Prompt |
Copy the records verbatim, from the line with "Pinpoint bare tree here." up to and including the line with "xmin=544 ymin=29 xmax=579 ymax=51".

Material |
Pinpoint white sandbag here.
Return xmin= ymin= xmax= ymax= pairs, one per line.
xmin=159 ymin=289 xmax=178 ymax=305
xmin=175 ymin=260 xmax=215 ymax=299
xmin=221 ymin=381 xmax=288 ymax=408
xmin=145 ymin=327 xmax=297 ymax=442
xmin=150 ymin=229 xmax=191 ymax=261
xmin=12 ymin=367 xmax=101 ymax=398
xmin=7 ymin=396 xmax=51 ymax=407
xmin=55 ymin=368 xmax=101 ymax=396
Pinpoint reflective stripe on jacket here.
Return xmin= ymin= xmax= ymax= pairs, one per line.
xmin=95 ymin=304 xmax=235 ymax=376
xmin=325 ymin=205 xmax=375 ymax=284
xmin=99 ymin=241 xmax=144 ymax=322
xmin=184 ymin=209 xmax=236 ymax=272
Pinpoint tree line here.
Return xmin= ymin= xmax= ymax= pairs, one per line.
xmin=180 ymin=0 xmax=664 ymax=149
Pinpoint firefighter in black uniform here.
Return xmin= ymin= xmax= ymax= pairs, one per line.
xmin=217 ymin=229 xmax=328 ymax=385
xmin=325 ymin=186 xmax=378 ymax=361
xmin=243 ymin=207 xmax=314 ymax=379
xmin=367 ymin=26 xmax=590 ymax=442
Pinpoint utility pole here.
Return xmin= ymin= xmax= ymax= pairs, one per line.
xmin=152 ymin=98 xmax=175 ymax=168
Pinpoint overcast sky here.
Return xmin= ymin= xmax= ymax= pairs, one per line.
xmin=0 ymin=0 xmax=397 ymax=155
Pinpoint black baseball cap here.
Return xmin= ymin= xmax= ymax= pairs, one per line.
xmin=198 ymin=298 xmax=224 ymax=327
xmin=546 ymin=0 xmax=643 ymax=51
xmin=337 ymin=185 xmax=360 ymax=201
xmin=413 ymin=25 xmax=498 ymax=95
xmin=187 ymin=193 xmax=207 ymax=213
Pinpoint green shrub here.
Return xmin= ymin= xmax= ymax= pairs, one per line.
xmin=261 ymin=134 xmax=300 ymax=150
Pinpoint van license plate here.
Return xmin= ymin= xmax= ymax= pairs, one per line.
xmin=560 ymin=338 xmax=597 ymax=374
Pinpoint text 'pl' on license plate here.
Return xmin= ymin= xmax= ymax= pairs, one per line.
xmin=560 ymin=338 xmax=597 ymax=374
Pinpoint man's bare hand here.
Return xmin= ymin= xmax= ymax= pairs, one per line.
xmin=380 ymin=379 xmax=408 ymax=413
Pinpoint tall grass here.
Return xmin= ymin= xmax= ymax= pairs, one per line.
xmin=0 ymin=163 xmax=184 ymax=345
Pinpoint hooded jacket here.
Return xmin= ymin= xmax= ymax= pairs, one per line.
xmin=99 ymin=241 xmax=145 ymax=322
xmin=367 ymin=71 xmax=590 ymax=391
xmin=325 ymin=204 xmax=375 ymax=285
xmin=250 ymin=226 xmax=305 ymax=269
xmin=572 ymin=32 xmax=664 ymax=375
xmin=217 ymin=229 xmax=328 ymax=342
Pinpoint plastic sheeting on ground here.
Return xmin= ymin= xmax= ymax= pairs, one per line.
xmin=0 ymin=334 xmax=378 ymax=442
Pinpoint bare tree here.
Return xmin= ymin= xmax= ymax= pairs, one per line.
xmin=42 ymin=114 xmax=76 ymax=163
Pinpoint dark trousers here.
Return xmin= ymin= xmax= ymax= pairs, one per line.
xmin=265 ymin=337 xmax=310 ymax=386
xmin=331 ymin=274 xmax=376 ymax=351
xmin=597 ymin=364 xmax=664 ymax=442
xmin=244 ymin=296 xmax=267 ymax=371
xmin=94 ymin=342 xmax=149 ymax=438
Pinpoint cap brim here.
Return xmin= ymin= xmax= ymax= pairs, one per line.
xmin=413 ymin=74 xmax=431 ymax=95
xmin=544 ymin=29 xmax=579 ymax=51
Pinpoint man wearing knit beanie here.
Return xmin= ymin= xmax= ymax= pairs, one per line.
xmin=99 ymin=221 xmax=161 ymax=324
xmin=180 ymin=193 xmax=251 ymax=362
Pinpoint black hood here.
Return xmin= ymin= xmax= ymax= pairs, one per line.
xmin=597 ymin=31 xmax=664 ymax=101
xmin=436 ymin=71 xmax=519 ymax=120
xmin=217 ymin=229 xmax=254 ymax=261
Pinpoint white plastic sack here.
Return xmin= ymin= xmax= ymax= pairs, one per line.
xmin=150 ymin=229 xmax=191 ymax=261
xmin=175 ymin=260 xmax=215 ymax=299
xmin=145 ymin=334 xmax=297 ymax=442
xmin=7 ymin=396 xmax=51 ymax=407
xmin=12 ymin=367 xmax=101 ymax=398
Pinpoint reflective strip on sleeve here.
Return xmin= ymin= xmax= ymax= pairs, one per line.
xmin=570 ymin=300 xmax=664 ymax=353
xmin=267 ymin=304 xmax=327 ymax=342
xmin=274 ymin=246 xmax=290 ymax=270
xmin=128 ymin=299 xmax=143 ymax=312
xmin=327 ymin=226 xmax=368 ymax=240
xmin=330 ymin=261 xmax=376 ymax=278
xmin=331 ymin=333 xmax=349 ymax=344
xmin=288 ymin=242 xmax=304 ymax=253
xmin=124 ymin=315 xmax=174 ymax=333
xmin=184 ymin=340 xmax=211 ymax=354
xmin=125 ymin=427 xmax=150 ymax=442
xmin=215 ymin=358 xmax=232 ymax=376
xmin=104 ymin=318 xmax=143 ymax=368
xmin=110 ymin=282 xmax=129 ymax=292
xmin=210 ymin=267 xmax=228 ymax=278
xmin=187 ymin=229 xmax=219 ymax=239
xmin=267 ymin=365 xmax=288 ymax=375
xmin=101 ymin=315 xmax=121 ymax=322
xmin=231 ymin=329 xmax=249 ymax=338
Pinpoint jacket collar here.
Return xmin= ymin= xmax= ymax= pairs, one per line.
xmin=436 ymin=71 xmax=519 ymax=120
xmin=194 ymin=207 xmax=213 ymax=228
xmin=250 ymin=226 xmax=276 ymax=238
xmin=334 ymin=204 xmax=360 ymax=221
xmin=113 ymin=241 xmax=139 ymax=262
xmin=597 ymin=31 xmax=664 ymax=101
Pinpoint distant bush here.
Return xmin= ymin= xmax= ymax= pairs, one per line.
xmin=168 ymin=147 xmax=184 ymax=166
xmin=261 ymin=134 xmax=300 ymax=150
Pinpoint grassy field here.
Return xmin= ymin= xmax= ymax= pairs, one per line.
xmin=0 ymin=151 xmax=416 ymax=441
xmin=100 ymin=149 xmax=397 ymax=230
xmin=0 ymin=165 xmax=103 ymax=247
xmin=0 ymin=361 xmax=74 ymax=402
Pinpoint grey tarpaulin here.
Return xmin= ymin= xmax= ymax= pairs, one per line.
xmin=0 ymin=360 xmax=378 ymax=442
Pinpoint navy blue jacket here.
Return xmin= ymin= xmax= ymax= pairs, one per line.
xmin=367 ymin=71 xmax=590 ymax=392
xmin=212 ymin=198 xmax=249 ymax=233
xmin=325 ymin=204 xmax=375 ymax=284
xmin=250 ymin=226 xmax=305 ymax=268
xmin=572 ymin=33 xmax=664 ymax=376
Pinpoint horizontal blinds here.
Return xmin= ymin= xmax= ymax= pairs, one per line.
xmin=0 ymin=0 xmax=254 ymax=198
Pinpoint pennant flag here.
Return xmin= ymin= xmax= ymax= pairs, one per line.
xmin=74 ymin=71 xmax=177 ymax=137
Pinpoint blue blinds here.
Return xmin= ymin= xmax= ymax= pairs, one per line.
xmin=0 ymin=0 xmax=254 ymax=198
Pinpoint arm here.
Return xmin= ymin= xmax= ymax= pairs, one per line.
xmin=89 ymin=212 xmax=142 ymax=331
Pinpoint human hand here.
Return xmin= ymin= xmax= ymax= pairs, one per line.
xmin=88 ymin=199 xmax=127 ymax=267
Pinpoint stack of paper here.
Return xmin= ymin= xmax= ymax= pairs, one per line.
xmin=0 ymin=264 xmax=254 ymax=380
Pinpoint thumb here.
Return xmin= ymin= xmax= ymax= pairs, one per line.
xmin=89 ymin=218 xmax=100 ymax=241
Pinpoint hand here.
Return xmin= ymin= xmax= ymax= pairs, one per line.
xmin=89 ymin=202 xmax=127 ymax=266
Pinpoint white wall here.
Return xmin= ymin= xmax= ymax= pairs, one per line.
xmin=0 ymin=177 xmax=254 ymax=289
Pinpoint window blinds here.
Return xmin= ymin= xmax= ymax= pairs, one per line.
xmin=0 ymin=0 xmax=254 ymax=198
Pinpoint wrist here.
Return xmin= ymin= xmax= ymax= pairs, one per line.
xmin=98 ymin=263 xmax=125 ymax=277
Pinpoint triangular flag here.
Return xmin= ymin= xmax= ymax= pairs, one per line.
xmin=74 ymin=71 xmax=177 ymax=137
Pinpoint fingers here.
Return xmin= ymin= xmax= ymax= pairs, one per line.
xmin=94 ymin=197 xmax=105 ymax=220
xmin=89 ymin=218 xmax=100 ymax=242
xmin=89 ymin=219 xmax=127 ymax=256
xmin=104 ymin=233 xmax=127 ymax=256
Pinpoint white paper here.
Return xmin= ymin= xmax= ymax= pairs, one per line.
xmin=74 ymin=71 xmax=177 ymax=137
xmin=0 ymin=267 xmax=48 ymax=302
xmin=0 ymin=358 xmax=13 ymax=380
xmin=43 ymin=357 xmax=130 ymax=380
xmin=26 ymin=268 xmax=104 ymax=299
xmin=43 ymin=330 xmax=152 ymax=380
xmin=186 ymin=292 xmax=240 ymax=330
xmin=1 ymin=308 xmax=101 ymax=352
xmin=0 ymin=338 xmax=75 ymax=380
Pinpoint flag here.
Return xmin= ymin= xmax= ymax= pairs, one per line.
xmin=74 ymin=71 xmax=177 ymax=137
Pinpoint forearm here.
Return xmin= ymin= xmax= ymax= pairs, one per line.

Exercise response |
Pinpoint bare tree here.
Return xmin= ymin= xmax= ymax= pairs, one per line.
xmin=42 ymin=114 xmax=76 ymax=163
Pinpoint dark trousers here.
Return xmin= ymin= xmax= ymax= pairs, one per line.
xmin=265 ymin=337 xmax=310 ymax=386
xmin=331 ymin=274 xmax=376 ymax=351
xmin=597 ymin=364 xmax=664 ymax=442
xmin=244 ymin=296 xmax=267 ymax=371
xmin=94 ymin=342 xmax=149 ymax=438
Pinpoint cap brim here.
Return xmin= ymin= xmax= ymax= pairs, one per line.
xmin=413 ymin=74 xmax=431 ymax=95
xmin=544 ymin=29 xmax=579 ymax=51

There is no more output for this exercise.